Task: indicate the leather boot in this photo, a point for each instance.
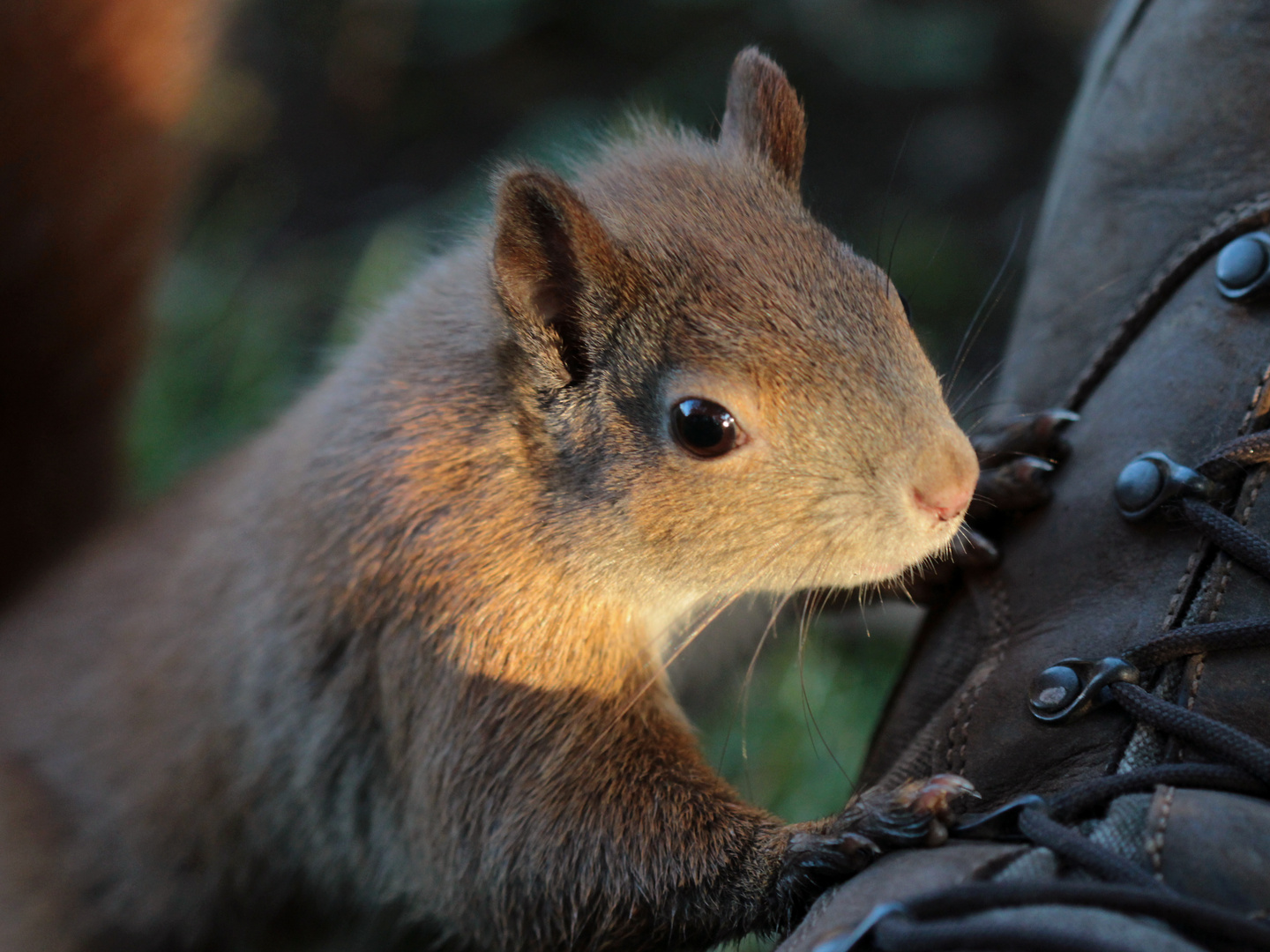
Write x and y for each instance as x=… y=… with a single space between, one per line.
x=1108 y=686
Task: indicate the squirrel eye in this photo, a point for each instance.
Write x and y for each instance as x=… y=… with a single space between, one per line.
x=704 y=428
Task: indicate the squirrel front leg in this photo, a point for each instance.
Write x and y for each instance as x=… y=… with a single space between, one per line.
x=631 y=841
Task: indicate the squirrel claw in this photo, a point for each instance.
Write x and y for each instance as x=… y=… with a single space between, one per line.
x=917 y=813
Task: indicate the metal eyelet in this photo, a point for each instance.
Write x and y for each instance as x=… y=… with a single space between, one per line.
x=1152 y=480
x=1076 y=686
x=1244 y=267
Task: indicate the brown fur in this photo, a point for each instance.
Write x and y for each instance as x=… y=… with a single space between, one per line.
x=398 y=658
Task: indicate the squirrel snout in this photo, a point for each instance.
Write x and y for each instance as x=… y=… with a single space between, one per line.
x=946 y=479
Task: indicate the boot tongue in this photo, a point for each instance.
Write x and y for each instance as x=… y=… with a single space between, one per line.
x=1169 y=135
x=1122 y=316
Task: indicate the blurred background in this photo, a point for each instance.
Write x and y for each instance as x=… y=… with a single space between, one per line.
x=347 y=140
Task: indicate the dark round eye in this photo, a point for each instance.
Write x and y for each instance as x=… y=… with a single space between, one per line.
x=704 y=428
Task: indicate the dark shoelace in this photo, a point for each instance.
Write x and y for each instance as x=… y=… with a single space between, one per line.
x=938 y=922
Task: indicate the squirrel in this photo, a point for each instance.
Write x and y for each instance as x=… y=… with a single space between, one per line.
x=398 y=658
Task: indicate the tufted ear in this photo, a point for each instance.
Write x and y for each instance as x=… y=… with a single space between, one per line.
x=557 y=271
x=764 y=115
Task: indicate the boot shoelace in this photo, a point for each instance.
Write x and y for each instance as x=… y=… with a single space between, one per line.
x=938 y=922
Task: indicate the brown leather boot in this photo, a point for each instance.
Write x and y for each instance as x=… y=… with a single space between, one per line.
x=1108 y=686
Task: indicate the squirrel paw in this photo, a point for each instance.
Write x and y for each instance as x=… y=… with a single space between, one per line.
x=1015 y=466
x=816 y=859
x=915 y=814
x=1015 y=462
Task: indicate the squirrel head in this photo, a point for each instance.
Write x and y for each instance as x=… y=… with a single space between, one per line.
x=713 y=391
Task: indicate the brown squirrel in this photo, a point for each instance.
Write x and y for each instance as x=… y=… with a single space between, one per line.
x=397 y=660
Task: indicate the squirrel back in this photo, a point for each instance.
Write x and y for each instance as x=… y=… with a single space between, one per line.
x=398 y=657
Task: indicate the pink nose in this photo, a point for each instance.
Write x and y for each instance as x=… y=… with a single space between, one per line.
x=945 y=473
x=946 y=502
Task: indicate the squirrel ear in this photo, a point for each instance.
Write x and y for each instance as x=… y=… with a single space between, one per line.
x=764 y=115
x=556 y=270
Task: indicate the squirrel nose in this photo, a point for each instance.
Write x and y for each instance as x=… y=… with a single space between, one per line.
x=946 y=479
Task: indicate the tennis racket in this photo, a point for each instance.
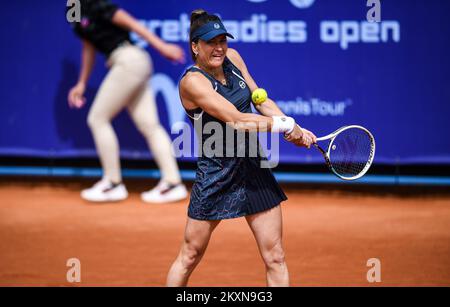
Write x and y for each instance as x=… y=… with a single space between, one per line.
x=350 y=151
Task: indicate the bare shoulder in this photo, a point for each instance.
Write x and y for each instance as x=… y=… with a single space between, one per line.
x=235 y=57
x=193 y=82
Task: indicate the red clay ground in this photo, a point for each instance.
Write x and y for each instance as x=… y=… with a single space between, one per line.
x=329 y=236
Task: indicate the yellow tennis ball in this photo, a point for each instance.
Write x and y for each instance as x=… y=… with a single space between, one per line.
x=259 y=96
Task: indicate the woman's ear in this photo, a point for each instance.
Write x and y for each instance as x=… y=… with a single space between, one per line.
x=194 y=47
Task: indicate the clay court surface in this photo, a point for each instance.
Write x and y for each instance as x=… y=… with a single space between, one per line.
x=329 y=236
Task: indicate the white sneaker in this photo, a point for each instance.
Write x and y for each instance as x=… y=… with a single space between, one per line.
x=105 y=191
x=164 y=193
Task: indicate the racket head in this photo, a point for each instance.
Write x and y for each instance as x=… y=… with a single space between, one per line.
x=350 y=152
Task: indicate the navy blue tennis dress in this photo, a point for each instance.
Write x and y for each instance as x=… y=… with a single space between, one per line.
x=230 y=187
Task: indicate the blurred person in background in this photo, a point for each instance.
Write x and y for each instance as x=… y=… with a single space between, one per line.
x=105 y=27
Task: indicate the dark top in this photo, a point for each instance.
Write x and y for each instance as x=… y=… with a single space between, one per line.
x=97 y=28
x=230 y=187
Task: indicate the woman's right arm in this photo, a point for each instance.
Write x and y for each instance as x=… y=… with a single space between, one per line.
x=76 y=95
x=196 y=91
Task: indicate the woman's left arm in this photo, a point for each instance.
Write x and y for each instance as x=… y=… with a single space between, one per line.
x=172 y=52
x=269 y=107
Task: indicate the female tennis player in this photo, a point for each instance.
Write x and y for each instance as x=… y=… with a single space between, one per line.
x=218 y=89
x=105 y=27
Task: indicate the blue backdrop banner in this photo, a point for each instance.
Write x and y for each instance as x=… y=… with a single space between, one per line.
x=322 y=61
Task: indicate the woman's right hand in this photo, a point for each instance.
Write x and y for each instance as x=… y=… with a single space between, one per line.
x=173 y=53
x=301 y=137
x=75 y=97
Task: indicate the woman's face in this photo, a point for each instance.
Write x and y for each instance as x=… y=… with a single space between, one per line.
x=211 y=54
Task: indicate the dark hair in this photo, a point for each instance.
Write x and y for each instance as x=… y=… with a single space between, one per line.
x=199 y=18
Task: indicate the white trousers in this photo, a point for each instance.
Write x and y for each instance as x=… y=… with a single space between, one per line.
x=126 y=86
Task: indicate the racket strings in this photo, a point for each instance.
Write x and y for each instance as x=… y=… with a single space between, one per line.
x=351 y=151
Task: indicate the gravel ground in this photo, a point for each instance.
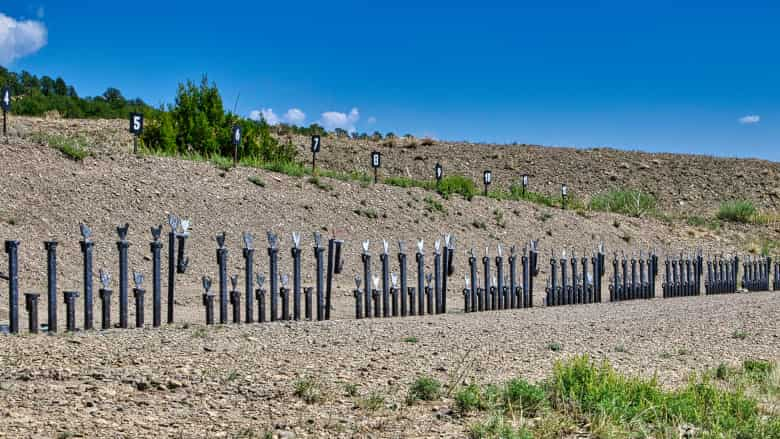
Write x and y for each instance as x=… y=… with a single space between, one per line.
x=235 y=381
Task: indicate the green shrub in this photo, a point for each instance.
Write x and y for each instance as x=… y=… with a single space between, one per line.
x=627 y=202
x=521 y=396
x=408 y=182
x=456 y=184
x=308 y=389
x=423 y=389
x=738 y=211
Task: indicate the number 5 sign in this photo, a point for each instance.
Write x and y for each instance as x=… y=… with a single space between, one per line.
x=136 y=123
----
Task to carry out: Write out again every line above exactly as given; the pictures do not belong in the copy.

Exercise output:
Task: indicate the leather boot in this photo, a point for each instance.
Write x and y for each instance as x=… y=… with a single space between, one per line.
x=1108 y=686
Task: indicate the squirrel eye in this photo, a point for each instance.
Write x and y for each instance as x=… y=… with a single space between, one per line.
x=704 y=428
Task: indicate the squirrel front leg in this photo, a point for each instance.
Write x and y for each instance as x=… y=… with a single space between, one per line.
x=631 y=841
Task: indicate the squirrel claw in this photo, a point for each instance.
Write x and y for each instance as x=… y=… with a single space between, one per line.
x=917 y=813
Task: indicate the metal eyelet in this photo, a point for each instance.
Write x and y for each instance as x=… y=… with a single space between, one per line.
x=1152 y=480
x=1076 y=686
x=1244 y=267
Task: indicate the brown fur in this photo, a point for each instance.
Write x and y for each instance as x=… y=… with a single space between, one per line.
x=398 y=658
Task: indicate the squirrel snout in this photo, a point for each instance.
Write x and y for each instance as x=… y=… with a single space between, one per line.
x=946 y=479
Task: indicate the boot tongue in this photo, a point for each instance.
Write x and y for each instance as x=… y=… with a single space between, one per line.
x=1169 y=135
x=1122 y=316
Task: indicate the blurred background in this photo, a point for each instance.
Write x and y for each instance as x=… y=… with a single space between, one per line.
x=347 y=140
Task: indicate the dark round eye in this photo, a point for each instance.
Write x and y for each instance as x=… y=… with a single space between, one per line.
x=704 y=428
Task: indicate the dark shoelace in this photo, a point for each instance.
Write x and y for each instance as x=… y=… with a single space between, one per line.
x=938 y=922
Task: indicate the squirrel in this photo, a point for each instance.
Write x and y for each instance as x=… y=… with a single space between, one per line.
x=398 y=658
Task: indicate the tufted ear in this photo, a point for each instance.
Write x and y for each instance as x=… y=… with a single space between, one per line.
x=557 y=271
x=764 y=115
Task: indicate the boot shoelace in this photo, a point for each instance.
Write x and y for each instance as x=… y=… with a single space between, one per line.
x=938 y=922
Task: indicate the brown leather boot in this photo, a point for each instance.
Write x and y for each instance as x=… y=… with a single space between, one per line.
x=1108 y=686
Task: indicate the squirrel paw in this photo, a point for each instance.
Write x and y for each instance as x=… y=… with a single space between, one per line.
x=1015 y=466
x=816 y=859
x=915 y=814
x=1015 y=462
Task: indicate the squirrel head in this photo, a point for each instance.
Write x and y for each instance as x=… y=… with a single space between, one per line.
x=713 y=391
Task: indicate the brown squirrel in this photo, a point for each instance.
Write x and y for each instance as x=… y=… with a single space between, one per line.
x=397 y=660
Task: indicate the squirrel back in this photo, a point for each instance.
Write x and y for each instance as x=… y=… with a single space between, one per line.
x=398 y=657
Task: indicate the pink nose in this photo, a point for each instance.
Write x and y for each instance as x=… y=… with a single space between, one per line.
x=945 y=473
x=946 y=502
Task: indicate the squirrel ear in this photo, a point for each instance.
Write x and y for each instance as x=… y=… with a single space between, one per line.
x=764 y=115
x=556 y=270
Task: indicate the squirrel nose in this photo, a point for each instance.
Write x and y for each instance as x=… y=… with a single space between, one per line.
x=946 y=479
Task: indicate the tennis racket in this photo, a point for each instance.
Write x and y for each instance as x=… y=… with a single space between, one per line.
x=350 y=151
Task: indicate the bare shoulder in this photo, a point for each instance.
Write x and y for each instance as x=… y=… with a single space between, one per line.
x=235 y=57
x=193 y=82
Task: indicate the red clay ground in this photo, a point for each instance.
Write x and y for each instance as x=… y=… with a single space between, one per line.
x=329 y=236
Task: indicate the yellow tennis ball in this photo, a point for each instance.
Write x and y for each instance as x=… y=… with a single space between, one per line.
x=259 y=96
Task: indicate the woman's ear in this photo, a point for each instance.
Write x and y for each instance as x=… y=… with a single space between, one per line.
x=194 y=47
Task: indicate the clay court surface in this photo, a point for each instance.
Write x and y for each instance as x=… y=… with a single space between, one per line.
x=329 y=236
Task: indicate the white sneaker in this photo, a point for each instance.
Write x and y for each instance as x=… y=… with a single space between, one per line.
x=105 y=191
x=164 y=193
Task: indicate the racket head in this photo, a point for each instance.
Write x and y for each instance as x=… y=… with a single space between, one per line.
x=350 y=152
Task: indicate the navy blue tennis dress in this photo, a point for each instance.
Write x and y for each instance as x=… y=… with a single space between, one per line.
x=230 y=187
Task: indicate the blurred person in background in this photo, a point for each instance.
Write x and y for each instance as x=… y=… with a single space between, one per line.
x=105 y=27
Task: indicate the dark top in this photo, a point for each instance.
Write x and y for each instance as x=… y=… with a single space between, one per line.
x=97 y=28
x=230 y=187
Task: indicate the woman's right arm in this photo, a point for each instance.
Write x and y for each instance as x=… y=… with a single space between, one per line.
x=76 y=95
x=196 y=91
Task: indicate the woman's left arm in this photo, a point for each instance.
Write x and y for each instance as x=… y=… with a single space between, one per line.
x=172 y=52
x=269 y=107
Task: indicate the female tennis player in this photo, a point for each instance.
Write x and y for each instance as x=… y=… with a single space between, one per line.
x=218 y=89
x=105 y=27
Task: indicate the blue backdrop banner in this photo, a point for each instance.
Write x and y for each instance as x=… y=… with a single space between, one per line.
x=322 y=61
Task: indicate the woman's right hand in this photo, a point for each instance.
Write x and y for each instance as x=… y=… with a single space between, one per line.
x=173 y=53
x=301 y=137
x=75 y=97
Task: indicate the woman's face in this photo, a point for each instance.
Write x and y for each instance as x=… y=… with a single space between, one per line.
x=211 y=54
Task: indicate the dark hair in this photo, a point for each instance.
Write x and y for each instance as x=… y=… with a single space between, one per line.
x=199 y=18
Task: indicate the white trousers in this photo, a point for each instance.
Write x and y for each instance as x=… y=… with a single space between, one per line.
x=126 y=86
Task: indicate the racket strings in this photo, a point for each instance.
Write x and y for each instance as x=… y=… with a single space between, one per line.
x=351 y=151
Task: indicate the gravel ground in this photo, a point for each instance.
Write x and y for each instance as x=… y=… with a single space between, one per line.
x=235 y=381
Task: indicate the green shrub in this photo, a point for each instance.
Write x and y for each instance as x=… y=… with a single space between, one per line.
x=627 y=202
x=521 y=396
x=408 y=182
x=456 y=184
x=308 y=389
x=423 y=389
x=738 y=211
Task: indicate the number 5 sign in this photo, a point for each instance.
Write x and y for each instance as x=… y=… with a single space between, one per line.
x=136 y=123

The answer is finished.